> _What to work on_:
The exercise asks for every line of the data to be reproduced exactly.

> _Records to process_:
****

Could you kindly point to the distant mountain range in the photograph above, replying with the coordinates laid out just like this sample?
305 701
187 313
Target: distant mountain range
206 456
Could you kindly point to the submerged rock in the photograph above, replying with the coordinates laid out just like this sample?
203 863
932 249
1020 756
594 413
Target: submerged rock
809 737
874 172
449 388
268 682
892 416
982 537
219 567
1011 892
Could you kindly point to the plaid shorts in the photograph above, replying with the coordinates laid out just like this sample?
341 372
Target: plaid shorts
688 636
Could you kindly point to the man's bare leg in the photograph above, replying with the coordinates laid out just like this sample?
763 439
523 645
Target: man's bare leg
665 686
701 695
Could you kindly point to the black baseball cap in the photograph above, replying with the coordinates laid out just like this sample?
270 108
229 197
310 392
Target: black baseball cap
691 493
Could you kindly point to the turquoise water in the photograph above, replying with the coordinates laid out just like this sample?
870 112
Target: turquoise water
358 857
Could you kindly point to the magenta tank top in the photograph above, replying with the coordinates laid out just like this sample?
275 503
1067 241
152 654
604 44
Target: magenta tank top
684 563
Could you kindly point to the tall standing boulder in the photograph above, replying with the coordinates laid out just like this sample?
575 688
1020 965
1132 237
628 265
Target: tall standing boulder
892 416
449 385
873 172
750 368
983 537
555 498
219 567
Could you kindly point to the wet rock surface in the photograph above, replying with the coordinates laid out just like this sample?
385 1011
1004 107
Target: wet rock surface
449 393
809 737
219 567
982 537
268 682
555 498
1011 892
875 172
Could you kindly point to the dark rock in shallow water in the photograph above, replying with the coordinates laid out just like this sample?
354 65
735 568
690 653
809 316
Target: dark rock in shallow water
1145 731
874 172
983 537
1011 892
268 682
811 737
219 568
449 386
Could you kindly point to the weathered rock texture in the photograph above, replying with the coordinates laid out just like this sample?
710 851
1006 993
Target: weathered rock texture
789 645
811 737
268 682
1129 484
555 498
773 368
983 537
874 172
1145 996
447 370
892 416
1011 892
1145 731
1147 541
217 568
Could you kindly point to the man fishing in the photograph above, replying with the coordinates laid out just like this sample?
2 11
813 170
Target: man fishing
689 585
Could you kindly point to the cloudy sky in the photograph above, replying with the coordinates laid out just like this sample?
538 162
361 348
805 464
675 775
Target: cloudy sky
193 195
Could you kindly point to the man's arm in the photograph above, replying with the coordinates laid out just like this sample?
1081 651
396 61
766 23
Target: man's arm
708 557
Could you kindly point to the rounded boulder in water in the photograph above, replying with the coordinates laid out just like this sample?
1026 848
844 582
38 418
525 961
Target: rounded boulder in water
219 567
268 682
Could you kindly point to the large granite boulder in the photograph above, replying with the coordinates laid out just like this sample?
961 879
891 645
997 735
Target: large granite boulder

****

> _Finished exercise_:
Could you kindly point to the distant mountain range in the photograph above, replying with the coordinates laid out just like this sample?
305 701
187 313
Target: distant mountain range
206 456
Could you kindly point to the submerged rock in the photograph above, replying with the coordinates laid out just like this sample?
203 863
932 249
1020 756
594 413
Target: submerged rock
809 737
874 172
449 388
268 682
892 416
982 537
219 567
1011 892
Could you kindly point to the plaid shorts in the photograph above, replying with the coordinates laid out just like this sample?
341 372
Target: plaid shorts
688 636
Could you kindly point to the man's bare leg in the photograph above, replying with the coordinates laid out just like this sample?
763 439
523 645
Target: man's bare leg
665 686
701 695
Could you kindly point to the black baseball cap in the photograph above, replying with the coordinates laid out just like this sample?
270 108
229 197
310 392
Target: black baseball cap
691 493
Could you kindly point to the turquoise water in the photograph above, replying with the coordinates laid out just like this sample?
870 112
Target: turquoise water
358 857
Could you kindly point to the magenta tank top in the photograph above, replying with the coordinates laid out just like this sample?
275 503
1067 241
152 654
604 44
Target: magenta tank top
684 563
Could you kindly point to the tall standing boulder in the photograph above, replying with the coordinates laid out just like this sample?
575 688
1020 965
1132 237
628 265
Target: tall standing boulder
892 416
449 385
873 172
750 368
983 537
555 498
219 567
Could you kindly point to the wet rock surface in the photograph above, replying with the coordinates laid out just like this sample?
385 1011
1004 107
Target: wet rock surface
449 393
809 737
219 567
982 537
268 682
555 498
1011 892
875 172
Could you kindly point to the dark rock in shallow water in the photograph above, replying with the coordinates laid out just like this sample?
354 65
735 568
690 653
809 316
Target: dark rock in shallow water
1145 731
874 172
983 537
1011 892
268 682
811 737
219 568
449 386
Could you kindly point to the weathered rock texture in the photograph above, replying with the coordinates laid out just like this sample?
710 851
1006 993
Target: weathered rock texture
789 645
811 737
268 682
1129 484
555 498
773 368
983 537
874 172
1145 996
447 370
892 416
1011 892
1145 731
1147 541
217 568
Could you kindly point to the man fishing in the photograph above, replying with the coordinates laid out just like this sample?
2 11
813 170
Target: man fishing
689 585
Could you kindly point to the cloudy sky in the photograph above, replying with the coordinates laid out just like this sample?
538 162
361 348
805 464
675 775
Target: cloudy sky
193 195
Could you kindly point to the man's arm in the photograph above, replying with the coordinates laid out just like this sample?
1081 651
396 61
766 23
Target: man's arm
708 557
Could you kindly point to the rounded boulder in water in the photograph above, replying with the coordinates laid out just like this sample?
1026 848
844 582
38 418
525 961
Target: rounded boulder in water
219 567
268 682
Could you kindly point to the large granite boulder in the photograph above, replying with the coordinates laid out just like this sample?
961 879
891 645
997 735
Target: large granite boulder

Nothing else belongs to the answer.